Raw records
'''

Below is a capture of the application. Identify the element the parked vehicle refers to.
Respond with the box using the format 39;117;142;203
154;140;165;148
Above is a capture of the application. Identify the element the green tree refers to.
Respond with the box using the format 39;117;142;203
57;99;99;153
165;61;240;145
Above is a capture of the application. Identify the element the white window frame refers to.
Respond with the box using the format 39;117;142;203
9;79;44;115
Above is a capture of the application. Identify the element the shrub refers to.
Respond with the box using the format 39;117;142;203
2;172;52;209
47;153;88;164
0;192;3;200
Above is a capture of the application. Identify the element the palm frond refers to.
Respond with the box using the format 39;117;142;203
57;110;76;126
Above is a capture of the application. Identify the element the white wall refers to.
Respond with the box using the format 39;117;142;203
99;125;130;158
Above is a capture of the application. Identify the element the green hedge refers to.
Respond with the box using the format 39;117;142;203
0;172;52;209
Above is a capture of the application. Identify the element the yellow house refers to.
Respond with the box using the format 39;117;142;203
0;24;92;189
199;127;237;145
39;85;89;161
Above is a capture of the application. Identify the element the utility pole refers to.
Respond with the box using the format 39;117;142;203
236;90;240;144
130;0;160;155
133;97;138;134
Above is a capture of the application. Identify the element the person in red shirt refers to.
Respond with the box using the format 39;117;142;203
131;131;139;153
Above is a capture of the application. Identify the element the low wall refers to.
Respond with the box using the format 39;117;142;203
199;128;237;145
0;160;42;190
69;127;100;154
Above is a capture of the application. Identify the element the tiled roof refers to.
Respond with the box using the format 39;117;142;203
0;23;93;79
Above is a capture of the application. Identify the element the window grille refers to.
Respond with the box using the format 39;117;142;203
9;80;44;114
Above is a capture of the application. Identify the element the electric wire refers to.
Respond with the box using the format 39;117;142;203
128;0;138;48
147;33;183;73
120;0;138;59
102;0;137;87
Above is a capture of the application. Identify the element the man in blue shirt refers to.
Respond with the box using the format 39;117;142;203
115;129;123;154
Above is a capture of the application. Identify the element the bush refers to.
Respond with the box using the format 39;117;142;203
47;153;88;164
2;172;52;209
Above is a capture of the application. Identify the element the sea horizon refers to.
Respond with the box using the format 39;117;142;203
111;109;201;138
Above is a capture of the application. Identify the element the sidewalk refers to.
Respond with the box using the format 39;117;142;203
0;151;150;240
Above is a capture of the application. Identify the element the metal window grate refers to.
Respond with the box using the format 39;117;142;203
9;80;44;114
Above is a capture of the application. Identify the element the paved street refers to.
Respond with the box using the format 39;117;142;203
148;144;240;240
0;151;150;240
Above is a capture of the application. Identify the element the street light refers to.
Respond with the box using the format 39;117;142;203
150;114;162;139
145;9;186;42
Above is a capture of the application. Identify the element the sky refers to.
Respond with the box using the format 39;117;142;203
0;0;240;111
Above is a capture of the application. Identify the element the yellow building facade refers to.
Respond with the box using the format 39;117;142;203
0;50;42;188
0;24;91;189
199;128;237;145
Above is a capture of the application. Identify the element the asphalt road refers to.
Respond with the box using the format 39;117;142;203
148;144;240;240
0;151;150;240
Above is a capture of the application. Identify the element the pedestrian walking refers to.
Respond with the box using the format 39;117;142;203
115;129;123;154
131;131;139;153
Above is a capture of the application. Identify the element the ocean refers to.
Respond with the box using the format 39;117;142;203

'''

Directive: Reproduce every line of the records above verbatim, in the same order.

Response:
Below is a capture of the application. Identify the element the parked vehicle refers to.
Respond with the box using the format 39;117;142;203
154;140;165;148
Above is a capture of the application. Identify the element the green tree refers to.
Respond with the box using the format 39;117;142;203
57;99;99;153
165;61;240;145
Above is a capture of the application. Identify the element the white window frame refers to.
Respond with the box using the format 39;117;142;203
9;79;44;115
Above is a capture of the application. Identify the element the shrub refers to.
Respond with the box using the format 39;117;142;203
2;172;52;209
47;153;88;164
0;192;3;200
Above is a capture of the application. Identify the element the palm frond refers to.
Respond with the box using the format 39;117;142;203
57;110;76;126
Above is a capture of the application. Identify the element the white wall refers to.
Respond with the box using the format 39;117;142;203
99;125;130;158
Above is a capture of the application. Identify the element the green hedge refers to.
Respond with the box using the format 39;117;142;203
0;172;52;209
Above is a capture of the application. Identify the element the yellow house refers to.
Respond with the box using the format 39;117;142;203
0;24;92;189
199;127;237;145
39;85;89;161
Above is a capture of the application. Identify the element the utility pole refers to.
Respond with the box using the format 39;117;142;203
236;90;240;144
130;0;160;155
133;97;138;134
Above is a capture of the application. Identify the element the person in red shirt refers to.
Respond with the box using the format 39;117;142;203
131;131;139;153
Above is a capture of the application. Identify the element the low wall refers to.
Respond with the box using the format 39;117;142;203
199;128;237;145
0;160;42;190
69;127;100;154
Above is a capture of the application. Identify the element the tiled roof refers to.
Respond with the box using the format 39;117;142;203
0;23;93;79
Above is a capture of the application. Identify the element the window grille refers to.
Respond with the box using the format 39;117;142;203
9;80;44;114
Above is a capture of the application. Identify the element the electric wire refers to.
Respond with the box using the format 39;117;142;203
128;0;138;48
147;33;183;73
120;0;138;59
102;0;137;87
Above is a capture of the application. Identify the element the man in blue shirt refers to.
Respond with the box using the format 39;117;142;203
115;129;123;154
Above is a capture of the application. Identify the element the bush refers to.
Respond with the box using the format 39;117;142;203
47;153;88;164
2;172;52;209
Above is a capture of the application. Identify the element the sea horizon refers to.
Respond with the box using the format 39;117;142;203
111;109;201;138
Above is a capture of the application. Identify the element the sidewalk refers to.
Respond with the box using the format 39;117;142;203
0;151;150;240
Above is a capture of the application. Identify the element the metal window grate refers to.
Respond with the box using the format 39;117;142;203
9;80;44;114
Above is a capture of the application. Identify the element the paved street refers to.
Respond with the box using the format 39;117;142;203
148;144;240;240
0;151;150;240
Above is a capture of the application. Identify the element the street light refers to.
Respond with the box using the format 39;117;142;203
150;114;162;139
145;9;186;42
Above is a capture of the application. Identify the element the sky refers to.
Respond with the box using the format 39;117;142;203
0;0;240;111
Above is a capture of the application. Identify the element the yellow building facade refers to.
Respond with the box using the format 39;117;142;203
0;50;42;188
0;24;91;189
199;128;237;145
Above is a capture of the application. Identify the element the asphalt road refers to.
Respond with the box using the format 39;117;142;203
148;144;240;240
0;151;150;240
Above is a capture of the application. Identify the element the pedestrian walking refers to.
Respond with the box using the format 39;117;142;203
115;129;123;154
131;131;139;153
Above is a capture of the application. Identify the element the ocean refers to.
Respond with the box using the format 39;117;142;203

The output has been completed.